- **Challenge A**:
Find each line in the records that contains the word "wall" and copy those lines.

- **Passage provided**:
=-=-=
Plaintiff has filed a Federal Rule of Civil Procedure ("Rule") 56 motion for summary judgment against Chicago Architectural Metals, Inc. ("CAM"), 4744-46 W Rice LLC, and Jonathan Von Samek1 on its one-count complaint against them for breach of contract. For the reasons set forth below, the Court grants the motion.

Facts

In November 2009, defendant CAM, which is now a dissolved Illinois corporation, sought to enter into a construction subcontract with Gilbane Building Company to install metal work at Joliet Junior College. (Defs.' LR 56.1(b)(3)(B) Stmt. ¶¶ 2, 7.) The subcontract required CAM to get payment and performance bonds to guarantee completion of the work. (Id. ¶ 8.) CAM sought the bonds from plaintiff. (Id. ¶ 9.)

As a condition of issuing the bond, plaintiff says it required CAM to enter into an indemnity agreement, which states:

In consideration of the execution and delivery by Surety of a Bond or any Bonds on behalf of Principal, Principal and Indemnitor shall pay all premiums charged by Surety in connection with any Bond (including extensions, renewals or modifications) issued by Surety on behalf of Principal and shall indemnify and hold harmless Surety from and against any and all liability, loss, claims, demands, costs, damages, attorneys' fees and expenses of whatever kind or nature, together with interest thereon at the maximum rate allowed by law, which Surety may sustain or incur by reason of or in consequence of the execution and delivery by Surety of any Bond on behalf of Principal, whether or not Surety shall have paid any amount on account thereof. . . .

(Pl.'s LR 56.1(a) Stmt. ¶ 10; id., Ex. B, Barker Aff., Ex. 2, Indemnity Agreement at 1.)2 The agreement is dated November 20, 2009 and appears to have been signed by Alfredo Van Samek, who is now deceased, on behalf of CAM as principal and both individually and as a member of defendant 4744-46 W Rice LLC as indemnitors, defendant Jonathan Von Samek, both individually and as a member of 4744-46 W Rice LLC as indemnitors, and defendant Randie Von Samek, as an indemnitor. (Pl.'s LR 56.1(a) Stmt. ¶ 29; id., Ex. B, Barker Aff., Ex. 2, Indemnity Agreement at 1, 8.) However, Jonathan Von Samek says that his signature is forged. (Defs.' LR 56.1(b)(3)(C) Stmt. ¶¶ 1-2.)
=-=-=
- **Extracted entries**:
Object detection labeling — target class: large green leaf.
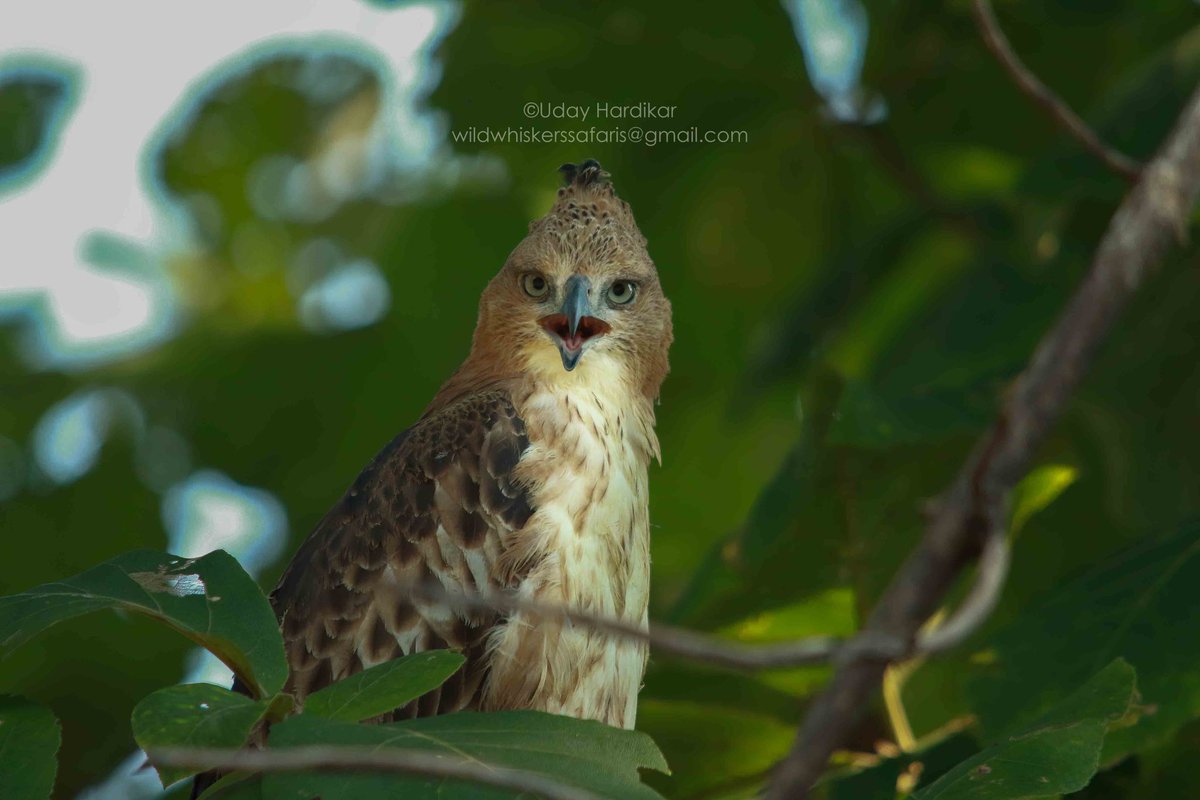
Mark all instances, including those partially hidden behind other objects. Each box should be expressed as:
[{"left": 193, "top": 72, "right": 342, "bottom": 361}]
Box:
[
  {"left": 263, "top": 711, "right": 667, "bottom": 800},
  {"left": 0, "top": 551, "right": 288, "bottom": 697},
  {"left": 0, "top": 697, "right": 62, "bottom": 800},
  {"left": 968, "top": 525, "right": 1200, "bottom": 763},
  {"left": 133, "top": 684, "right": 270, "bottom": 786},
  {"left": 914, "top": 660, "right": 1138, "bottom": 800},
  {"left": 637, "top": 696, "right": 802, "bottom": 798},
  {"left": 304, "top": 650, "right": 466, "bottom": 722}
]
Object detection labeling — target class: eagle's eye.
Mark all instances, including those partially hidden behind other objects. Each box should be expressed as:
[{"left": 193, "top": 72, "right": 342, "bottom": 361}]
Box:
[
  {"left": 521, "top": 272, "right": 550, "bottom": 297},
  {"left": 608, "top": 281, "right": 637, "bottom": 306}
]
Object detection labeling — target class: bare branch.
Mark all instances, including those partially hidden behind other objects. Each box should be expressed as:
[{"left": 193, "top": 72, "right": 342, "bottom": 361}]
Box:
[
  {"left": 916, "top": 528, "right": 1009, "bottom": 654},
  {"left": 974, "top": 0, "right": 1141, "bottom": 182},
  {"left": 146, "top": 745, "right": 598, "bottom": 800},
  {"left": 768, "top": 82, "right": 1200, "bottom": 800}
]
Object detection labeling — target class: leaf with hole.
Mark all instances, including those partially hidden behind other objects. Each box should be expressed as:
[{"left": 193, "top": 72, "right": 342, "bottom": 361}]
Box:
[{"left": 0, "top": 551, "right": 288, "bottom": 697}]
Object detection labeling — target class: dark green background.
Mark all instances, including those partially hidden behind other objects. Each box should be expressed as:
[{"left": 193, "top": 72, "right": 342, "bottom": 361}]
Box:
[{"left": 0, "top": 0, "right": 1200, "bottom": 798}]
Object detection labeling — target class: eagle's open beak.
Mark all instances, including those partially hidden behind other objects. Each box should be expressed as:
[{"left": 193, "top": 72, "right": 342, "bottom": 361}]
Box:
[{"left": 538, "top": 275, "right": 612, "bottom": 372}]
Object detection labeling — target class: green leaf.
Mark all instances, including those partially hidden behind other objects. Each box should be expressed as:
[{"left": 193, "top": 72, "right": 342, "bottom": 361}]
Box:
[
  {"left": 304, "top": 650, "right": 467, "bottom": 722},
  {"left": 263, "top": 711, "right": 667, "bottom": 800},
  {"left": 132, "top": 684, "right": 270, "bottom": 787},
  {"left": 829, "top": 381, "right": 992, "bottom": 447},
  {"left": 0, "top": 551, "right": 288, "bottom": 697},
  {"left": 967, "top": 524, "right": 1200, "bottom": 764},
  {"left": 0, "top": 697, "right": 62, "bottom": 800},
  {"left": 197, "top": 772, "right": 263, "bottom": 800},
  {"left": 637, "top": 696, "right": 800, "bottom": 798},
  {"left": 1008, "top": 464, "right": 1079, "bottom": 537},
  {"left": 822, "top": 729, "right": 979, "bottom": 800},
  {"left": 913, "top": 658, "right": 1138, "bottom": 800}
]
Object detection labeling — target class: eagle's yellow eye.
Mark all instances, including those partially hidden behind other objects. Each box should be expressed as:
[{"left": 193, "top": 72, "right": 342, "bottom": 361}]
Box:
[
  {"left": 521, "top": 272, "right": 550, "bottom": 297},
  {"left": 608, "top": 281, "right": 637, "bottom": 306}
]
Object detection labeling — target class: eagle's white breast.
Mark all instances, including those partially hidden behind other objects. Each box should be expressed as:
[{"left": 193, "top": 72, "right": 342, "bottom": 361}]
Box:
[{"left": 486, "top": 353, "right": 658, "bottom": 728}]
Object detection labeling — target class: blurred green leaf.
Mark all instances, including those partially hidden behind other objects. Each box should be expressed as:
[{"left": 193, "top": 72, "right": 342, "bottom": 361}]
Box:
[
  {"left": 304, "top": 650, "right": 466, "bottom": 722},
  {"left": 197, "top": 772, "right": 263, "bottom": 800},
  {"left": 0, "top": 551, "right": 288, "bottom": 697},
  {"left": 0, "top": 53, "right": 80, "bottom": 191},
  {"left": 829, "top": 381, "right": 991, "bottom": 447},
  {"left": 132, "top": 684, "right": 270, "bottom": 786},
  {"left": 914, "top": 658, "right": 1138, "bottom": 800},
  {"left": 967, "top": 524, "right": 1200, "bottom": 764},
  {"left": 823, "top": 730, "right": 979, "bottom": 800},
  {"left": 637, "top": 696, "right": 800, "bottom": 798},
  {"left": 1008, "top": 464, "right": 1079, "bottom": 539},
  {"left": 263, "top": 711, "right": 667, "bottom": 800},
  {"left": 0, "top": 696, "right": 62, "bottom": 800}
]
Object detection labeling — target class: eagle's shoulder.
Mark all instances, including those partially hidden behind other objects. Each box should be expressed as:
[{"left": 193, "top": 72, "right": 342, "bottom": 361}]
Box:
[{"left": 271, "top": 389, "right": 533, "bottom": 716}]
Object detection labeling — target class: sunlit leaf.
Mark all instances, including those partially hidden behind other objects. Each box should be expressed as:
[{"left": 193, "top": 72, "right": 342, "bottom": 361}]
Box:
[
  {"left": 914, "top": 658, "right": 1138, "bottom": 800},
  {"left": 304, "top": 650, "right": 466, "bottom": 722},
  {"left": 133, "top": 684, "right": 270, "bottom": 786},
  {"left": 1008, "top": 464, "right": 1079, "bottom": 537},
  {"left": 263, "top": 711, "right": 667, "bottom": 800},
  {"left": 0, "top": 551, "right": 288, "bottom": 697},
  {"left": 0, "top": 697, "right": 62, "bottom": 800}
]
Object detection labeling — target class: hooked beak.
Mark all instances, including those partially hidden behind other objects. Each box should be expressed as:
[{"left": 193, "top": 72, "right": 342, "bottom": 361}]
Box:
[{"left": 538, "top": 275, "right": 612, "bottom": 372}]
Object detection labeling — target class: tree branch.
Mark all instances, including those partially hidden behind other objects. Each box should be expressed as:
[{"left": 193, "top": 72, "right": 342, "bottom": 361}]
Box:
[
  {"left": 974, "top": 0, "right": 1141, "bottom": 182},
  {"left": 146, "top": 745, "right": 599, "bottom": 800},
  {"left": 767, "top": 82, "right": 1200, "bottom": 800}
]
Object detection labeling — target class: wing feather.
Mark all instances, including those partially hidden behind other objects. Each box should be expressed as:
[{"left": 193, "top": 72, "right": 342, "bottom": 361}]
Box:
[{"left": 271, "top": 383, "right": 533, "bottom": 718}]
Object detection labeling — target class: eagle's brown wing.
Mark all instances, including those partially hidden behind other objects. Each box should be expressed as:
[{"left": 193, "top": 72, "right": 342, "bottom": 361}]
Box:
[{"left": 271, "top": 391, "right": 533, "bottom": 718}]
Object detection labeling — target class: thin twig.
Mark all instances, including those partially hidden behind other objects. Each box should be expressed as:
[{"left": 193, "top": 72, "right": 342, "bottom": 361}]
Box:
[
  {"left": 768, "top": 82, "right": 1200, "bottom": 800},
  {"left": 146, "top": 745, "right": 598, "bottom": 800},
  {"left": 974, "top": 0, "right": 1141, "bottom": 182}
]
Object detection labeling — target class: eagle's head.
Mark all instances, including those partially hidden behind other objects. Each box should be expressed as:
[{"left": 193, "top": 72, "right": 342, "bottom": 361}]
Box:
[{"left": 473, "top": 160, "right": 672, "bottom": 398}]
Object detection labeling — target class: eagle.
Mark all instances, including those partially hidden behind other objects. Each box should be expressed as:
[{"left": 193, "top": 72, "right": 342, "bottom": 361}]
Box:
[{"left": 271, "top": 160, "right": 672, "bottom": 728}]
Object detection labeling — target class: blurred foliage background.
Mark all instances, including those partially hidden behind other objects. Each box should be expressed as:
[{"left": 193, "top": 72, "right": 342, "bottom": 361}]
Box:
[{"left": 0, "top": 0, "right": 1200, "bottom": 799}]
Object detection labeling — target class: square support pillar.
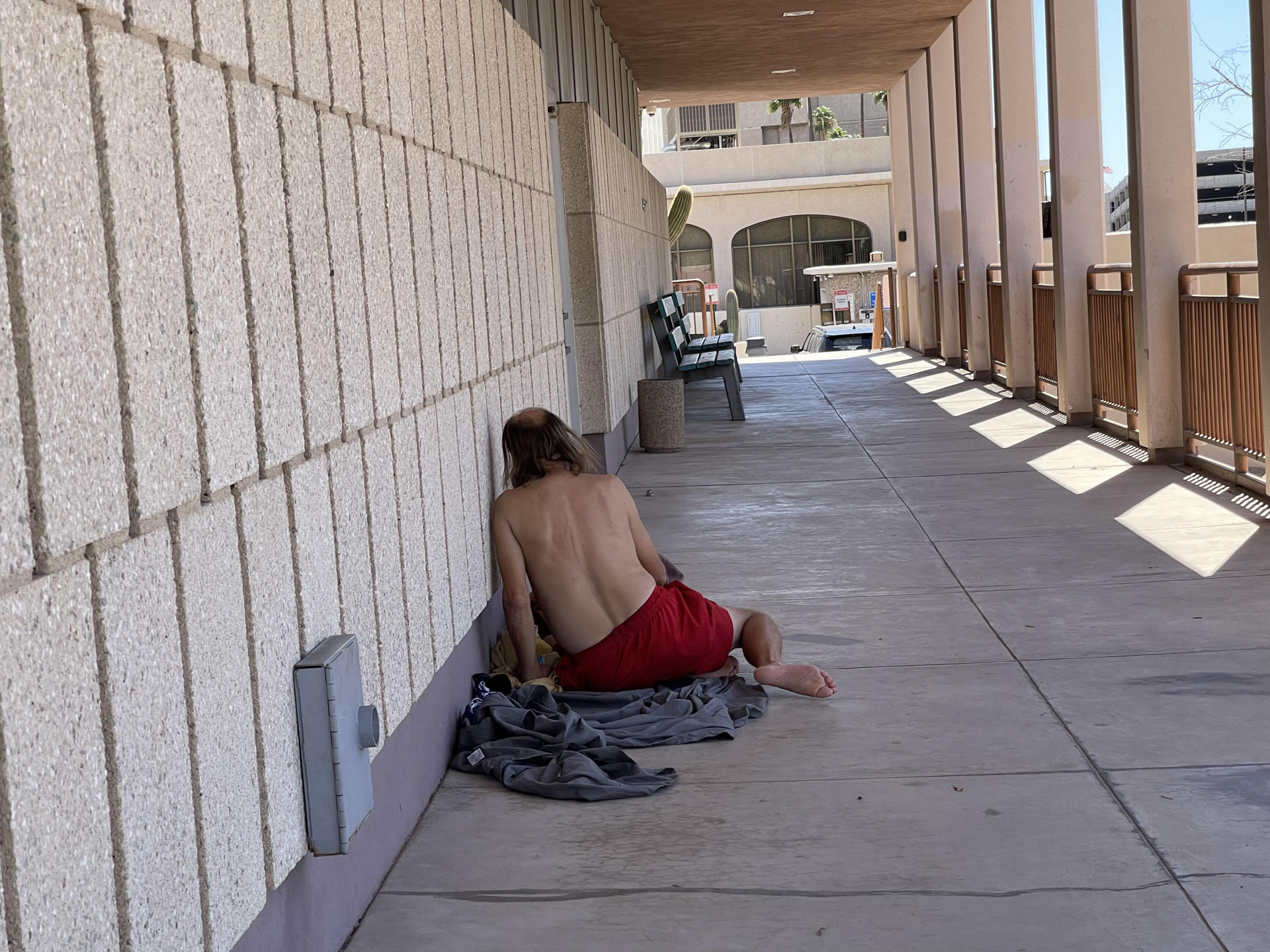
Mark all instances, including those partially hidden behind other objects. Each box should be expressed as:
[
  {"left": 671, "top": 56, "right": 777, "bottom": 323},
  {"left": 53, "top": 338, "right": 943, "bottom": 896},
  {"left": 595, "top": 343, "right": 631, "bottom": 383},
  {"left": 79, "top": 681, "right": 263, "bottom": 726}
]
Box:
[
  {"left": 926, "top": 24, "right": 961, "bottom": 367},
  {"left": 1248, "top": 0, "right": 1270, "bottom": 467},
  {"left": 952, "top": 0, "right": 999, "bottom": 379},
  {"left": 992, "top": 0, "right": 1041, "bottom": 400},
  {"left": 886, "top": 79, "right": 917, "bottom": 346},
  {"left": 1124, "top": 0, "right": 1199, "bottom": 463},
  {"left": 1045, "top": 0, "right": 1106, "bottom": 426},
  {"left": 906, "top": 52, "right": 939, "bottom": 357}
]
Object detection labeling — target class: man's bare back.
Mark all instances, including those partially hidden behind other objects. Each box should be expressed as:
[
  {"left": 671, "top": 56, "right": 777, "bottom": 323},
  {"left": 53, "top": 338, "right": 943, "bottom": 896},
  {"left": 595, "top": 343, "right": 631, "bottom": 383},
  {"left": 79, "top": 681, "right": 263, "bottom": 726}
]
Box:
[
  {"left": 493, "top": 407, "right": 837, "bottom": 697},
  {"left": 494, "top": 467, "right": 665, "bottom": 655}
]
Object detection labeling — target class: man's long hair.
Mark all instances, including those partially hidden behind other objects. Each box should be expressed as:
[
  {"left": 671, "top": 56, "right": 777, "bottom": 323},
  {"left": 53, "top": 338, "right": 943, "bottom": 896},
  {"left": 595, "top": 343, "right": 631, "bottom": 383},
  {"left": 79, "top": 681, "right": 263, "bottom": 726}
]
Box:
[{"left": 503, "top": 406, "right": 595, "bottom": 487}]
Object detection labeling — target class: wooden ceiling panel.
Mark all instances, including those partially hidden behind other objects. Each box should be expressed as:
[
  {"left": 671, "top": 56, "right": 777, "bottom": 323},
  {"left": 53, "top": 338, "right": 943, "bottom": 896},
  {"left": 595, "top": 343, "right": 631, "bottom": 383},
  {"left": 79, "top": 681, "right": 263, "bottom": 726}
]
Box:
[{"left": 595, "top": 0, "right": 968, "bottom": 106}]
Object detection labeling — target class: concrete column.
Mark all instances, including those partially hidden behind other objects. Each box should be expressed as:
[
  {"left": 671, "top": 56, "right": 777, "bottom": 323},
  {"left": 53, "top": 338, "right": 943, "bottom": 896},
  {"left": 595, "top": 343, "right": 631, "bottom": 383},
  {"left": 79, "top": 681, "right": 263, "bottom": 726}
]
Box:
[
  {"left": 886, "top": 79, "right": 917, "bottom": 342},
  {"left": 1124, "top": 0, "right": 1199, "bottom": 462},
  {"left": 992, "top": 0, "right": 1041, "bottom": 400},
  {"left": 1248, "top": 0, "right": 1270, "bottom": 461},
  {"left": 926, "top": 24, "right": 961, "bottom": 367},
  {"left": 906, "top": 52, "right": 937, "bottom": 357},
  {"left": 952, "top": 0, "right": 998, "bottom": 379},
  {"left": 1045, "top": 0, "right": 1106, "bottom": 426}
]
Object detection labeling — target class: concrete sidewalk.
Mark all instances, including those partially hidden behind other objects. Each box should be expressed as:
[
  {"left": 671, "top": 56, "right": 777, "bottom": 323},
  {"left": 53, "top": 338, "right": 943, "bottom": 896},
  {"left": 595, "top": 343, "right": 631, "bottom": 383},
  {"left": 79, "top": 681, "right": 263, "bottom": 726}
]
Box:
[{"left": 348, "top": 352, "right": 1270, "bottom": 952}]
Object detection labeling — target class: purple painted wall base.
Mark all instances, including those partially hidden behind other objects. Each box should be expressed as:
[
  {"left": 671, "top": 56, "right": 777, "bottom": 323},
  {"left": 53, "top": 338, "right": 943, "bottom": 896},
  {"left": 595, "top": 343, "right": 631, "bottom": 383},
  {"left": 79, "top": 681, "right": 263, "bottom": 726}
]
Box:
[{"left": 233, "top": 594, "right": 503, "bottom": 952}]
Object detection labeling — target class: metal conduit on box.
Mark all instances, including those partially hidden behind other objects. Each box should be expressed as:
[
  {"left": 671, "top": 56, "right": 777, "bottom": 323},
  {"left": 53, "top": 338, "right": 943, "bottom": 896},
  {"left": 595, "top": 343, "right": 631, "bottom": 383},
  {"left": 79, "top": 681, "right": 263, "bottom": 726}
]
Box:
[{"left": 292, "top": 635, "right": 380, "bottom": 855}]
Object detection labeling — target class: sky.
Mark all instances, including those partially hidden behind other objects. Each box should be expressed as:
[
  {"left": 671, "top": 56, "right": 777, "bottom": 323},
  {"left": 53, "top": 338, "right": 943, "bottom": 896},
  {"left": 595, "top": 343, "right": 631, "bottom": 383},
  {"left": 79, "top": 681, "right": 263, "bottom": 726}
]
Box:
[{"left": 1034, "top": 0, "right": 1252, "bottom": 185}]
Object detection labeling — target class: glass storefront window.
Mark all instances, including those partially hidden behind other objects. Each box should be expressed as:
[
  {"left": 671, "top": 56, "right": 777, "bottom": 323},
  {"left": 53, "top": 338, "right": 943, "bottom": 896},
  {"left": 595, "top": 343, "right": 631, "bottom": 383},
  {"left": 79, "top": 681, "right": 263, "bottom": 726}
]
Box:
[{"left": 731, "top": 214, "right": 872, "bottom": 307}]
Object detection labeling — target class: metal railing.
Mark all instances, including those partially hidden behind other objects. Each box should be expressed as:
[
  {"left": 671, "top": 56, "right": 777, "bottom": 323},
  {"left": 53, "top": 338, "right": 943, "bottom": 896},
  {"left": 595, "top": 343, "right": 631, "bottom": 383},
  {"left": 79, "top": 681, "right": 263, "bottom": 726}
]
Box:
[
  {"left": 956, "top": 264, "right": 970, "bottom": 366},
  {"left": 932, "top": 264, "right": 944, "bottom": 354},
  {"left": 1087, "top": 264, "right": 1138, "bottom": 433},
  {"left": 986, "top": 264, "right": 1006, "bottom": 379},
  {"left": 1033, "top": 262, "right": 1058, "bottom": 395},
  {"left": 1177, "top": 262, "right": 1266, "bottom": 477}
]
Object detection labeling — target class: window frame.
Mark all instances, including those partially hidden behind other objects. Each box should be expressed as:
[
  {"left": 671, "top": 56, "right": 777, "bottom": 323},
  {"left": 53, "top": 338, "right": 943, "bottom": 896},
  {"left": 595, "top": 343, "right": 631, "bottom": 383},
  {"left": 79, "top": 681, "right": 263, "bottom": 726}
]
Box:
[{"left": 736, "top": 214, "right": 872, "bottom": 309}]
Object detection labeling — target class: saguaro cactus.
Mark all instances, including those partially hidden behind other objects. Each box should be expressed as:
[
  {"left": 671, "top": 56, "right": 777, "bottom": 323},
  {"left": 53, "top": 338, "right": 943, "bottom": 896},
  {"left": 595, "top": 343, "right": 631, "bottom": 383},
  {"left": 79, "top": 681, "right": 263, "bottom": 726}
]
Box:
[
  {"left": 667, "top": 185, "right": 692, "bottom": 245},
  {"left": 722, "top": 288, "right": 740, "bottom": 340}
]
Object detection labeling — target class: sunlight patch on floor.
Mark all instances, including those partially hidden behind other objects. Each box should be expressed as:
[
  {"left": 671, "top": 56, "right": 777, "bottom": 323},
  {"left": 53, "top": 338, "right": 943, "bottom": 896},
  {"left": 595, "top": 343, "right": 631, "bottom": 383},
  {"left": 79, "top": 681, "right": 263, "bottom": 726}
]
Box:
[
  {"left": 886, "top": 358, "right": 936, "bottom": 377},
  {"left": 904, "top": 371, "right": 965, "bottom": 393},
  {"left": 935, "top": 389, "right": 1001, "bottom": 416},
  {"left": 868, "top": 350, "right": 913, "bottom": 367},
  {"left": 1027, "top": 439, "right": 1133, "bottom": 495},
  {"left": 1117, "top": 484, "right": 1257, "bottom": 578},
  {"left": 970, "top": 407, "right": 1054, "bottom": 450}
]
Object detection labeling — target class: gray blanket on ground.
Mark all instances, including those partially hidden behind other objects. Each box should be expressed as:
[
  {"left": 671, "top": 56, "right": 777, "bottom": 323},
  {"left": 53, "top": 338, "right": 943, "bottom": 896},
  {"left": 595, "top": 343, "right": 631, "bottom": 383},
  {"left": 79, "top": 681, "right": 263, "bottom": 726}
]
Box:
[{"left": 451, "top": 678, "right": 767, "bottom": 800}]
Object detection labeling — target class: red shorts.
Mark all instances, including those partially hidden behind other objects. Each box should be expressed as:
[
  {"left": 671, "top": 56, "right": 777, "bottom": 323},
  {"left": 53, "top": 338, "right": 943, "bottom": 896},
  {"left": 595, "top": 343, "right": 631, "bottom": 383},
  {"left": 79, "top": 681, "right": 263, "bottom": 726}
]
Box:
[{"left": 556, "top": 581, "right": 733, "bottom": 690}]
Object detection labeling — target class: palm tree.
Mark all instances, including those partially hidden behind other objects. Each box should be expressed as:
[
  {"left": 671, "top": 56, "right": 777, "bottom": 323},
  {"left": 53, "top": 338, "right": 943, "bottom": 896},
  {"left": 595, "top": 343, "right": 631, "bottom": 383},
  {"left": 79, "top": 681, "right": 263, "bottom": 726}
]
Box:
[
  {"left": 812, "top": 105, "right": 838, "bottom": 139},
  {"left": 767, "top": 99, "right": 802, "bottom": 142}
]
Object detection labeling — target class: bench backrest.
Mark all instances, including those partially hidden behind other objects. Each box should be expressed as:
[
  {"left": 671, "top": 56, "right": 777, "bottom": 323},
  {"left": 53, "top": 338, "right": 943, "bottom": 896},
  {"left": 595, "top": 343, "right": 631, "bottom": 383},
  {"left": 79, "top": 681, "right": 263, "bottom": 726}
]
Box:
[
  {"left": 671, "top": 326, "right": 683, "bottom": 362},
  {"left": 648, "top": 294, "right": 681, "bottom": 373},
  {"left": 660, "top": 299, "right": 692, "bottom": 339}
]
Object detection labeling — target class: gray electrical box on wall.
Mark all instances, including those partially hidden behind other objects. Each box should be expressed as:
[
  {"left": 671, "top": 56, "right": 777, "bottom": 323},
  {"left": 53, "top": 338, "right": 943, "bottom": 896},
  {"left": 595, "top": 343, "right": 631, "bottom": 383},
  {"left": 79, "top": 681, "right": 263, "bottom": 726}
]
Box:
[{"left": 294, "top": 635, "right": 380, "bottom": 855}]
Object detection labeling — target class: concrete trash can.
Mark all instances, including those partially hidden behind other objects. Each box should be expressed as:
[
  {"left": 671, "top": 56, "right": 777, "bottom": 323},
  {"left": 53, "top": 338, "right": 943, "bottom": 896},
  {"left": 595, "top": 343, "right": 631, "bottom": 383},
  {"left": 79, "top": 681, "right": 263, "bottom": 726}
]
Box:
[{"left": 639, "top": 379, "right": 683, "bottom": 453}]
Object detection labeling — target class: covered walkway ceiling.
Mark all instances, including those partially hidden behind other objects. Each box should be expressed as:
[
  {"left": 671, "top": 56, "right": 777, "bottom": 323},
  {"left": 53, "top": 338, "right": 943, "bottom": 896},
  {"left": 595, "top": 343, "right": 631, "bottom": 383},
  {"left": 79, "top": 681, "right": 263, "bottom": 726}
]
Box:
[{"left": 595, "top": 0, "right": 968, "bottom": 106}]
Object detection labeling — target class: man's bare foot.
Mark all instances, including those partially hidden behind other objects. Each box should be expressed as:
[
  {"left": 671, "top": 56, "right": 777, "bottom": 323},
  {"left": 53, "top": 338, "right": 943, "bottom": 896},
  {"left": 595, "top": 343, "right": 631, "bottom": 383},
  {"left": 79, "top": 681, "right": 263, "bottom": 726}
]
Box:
=-=-=
- **Challenge B**:
Change "forged" to "falsified" in the summary judgment opinion from "(Pl.'s LR 56.1(a) Stmt. ¶ 10;" up to and including "Stmt. ¶¶ 1-2.)", and write out that stretch with the change made.

- **Written reply A**:
Object detection labeling — target class: purple painted wall base.
Object detection labeling — target class: gray electrical box on wall.

- **Written reply B**:
(Pl.'s LR 56.1(a) Stmt. ¶ 10; id., Ex. B, Barker Aff., Ex. 2, Indemnity Agreement at 1.)2 The agreement is dated November 20, 2009 and appears to have been signed by Alfredo Van Samek, who is now deceased, on behalf of CAM as principal and both individually and as a member of defendant 4744-46 W Rice LLC as indemnitors, defendant Jonathan Von Samek, both individually and as a member of 4744-46 W Rice LLC as indemnitors, and defendant Randie Von Samek, as an indemnitor. (Pl.'s LR 56.1(a) Stmt. ¶ 29; id., Ex. B, Barker Aff., Ex. 2, Indemnity Agreement at 1, 8.) However, Jonathan Von Samek says that his signature is falsified. (Defs.' LR 56.1(b)(3)(C) Stmt. ¶¶ 1-2.)